***** Passage for review
Lydie the Cliff Bird
Yesterday my six year-old daughter Lydia was diagnosed with Asperger’s syndrome–apparently a milder, gentler autism. The doctor told my wife that it’s a “social learning disability,” which, in my mind, describes every one of us in junior high. The news was not tragic, at least not compared to all the horrors of the world, but it told us something about the struggles our daughter will face trying to interact with everyone.
According to Wikipedia, the fount of all awkward knowledge, “physical clumsiness and atypical use of language are frequently reported.” She’s the worst dancer you’ve ever seen–spastic, jubilantly flailing in a beat known to no human. It melts me thinking about how she dances. I love how she dances.
“Childhood desire for companionship can become numbed through a history of failed social encounters.”
“Depression is often the result of chronic frustration from repeated failure to engage others socially.”
**********
***** Record set
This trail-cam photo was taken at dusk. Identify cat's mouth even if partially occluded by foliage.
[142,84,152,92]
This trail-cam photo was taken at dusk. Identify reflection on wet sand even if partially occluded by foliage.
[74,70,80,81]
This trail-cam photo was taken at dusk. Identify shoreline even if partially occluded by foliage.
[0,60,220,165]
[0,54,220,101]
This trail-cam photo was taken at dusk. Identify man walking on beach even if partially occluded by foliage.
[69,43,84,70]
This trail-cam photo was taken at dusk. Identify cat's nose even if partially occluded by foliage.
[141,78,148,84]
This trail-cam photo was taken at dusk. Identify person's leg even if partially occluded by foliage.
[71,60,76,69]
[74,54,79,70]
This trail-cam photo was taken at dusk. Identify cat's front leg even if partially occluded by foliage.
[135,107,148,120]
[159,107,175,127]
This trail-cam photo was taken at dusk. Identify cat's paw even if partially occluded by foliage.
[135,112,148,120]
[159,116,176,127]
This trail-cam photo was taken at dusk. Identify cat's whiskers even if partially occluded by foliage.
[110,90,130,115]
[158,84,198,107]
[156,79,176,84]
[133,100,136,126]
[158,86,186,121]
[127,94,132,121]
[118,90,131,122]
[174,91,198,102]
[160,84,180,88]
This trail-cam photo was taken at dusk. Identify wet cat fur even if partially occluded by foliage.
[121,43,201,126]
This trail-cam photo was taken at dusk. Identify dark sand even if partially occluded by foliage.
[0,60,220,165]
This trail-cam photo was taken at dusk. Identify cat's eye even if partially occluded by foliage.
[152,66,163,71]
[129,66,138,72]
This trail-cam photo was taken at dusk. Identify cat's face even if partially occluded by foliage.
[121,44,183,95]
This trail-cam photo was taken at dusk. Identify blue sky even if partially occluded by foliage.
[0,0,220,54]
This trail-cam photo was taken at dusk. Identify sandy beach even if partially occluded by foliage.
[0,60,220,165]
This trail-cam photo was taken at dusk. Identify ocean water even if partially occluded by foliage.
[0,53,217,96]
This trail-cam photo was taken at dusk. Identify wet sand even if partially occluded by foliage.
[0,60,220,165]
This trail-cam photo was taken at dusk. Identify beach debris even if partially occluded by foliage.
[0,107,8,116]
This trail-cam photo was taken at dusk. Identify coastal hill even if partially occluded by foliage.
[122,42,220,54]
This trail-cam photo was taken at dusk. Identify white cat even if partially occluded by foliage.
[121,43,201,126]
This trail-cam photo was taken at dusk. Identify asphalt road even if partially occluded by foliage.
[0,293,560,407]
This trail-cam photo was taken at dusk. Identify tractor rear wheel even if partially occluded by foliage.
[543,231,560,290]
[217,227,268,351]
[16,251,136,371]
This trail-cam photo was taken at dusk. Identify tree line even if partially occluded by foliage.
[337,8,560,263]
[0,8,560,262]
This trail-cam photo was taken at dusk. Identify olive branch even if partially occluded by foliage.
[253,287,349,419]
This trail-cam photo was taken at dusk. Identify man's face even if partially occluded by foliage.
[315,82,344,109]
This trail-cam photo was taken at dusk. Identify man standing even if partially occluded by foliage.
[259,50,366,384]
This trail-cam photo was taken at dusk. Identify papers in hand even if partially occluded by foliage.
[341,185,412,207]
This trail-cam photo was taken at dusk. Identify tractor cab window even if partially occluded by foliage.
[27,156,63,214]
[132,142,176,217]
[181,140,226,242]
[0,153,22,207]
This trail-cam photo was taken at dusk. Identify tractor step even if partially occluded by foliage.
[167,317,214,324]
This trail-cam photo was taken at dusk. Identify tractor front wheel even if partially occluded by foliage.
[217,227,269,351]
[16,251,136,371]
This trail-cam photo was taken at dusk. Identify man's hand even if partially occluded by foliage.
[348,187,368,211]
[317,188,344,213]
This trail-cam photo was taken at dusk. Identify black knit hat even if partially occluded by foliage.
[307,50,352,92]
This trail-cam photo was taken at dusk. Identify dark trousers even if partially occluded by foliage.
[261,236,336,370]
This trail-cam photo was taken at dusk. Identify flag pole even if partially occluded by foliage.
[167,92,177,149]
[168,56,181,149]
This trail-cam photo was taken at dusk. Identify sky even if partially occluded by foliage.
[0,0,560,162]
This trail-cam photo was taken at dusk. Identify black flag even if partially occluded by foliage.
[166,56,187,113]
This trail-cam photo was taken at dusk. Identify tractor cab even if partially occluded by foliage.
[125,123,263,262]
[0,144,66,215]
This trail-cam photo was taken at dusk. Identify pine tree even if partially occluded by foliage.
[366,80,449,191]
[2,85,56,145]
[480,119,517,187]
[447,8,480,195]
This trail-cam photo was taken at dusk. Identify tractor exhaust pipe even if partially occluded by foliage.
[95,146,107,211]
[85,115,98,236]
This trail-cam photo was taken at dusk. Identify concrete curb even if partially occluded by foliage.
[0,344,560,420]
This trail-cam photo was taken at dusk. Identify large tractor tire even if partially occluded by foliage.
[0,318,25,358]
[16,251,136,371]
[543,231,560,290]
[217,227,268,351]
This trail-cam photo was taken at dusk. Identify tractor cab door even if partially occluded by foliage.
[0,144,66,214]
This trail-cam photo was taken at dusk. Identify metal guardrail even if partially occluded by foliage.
**********
_Complete the following_
• A. List every passage that the piece about Lydia's diagnosis puts inside quotation marks.
• B. Pick up the piece about Lydia's diagnosis after its final line and keep writing.

_Answers_
• A.
- "social learning disability"
- "physical clumsiness and atypical use of language are frequently reported."
- "Childhood desire for companionship can become numbed through a history of failed social encounters."
- "Depression is often the result of chronic frustration from repeated failure to engage others socially."

• B.
“Abnormalities include . . . use of metaphor meaningful only to the speaker . . . tangential and circumstantial speech. Speech may convey a sense of incoherence; the conversational style often includes monologues about topics that bore the listener, fails [sic] to provide contexts for comments, or fails to suppress internal thoughts.”
Their community website is called “Wrong Planet.”
This blog is about my daughter and her diagnosable eccentricities. Star Land is a place she invented to help her drift off to sleep, a place like Heaven but with more polar bears. Our goal as her parents is to help her learn how to make this planet the right one, the best one for her to live on.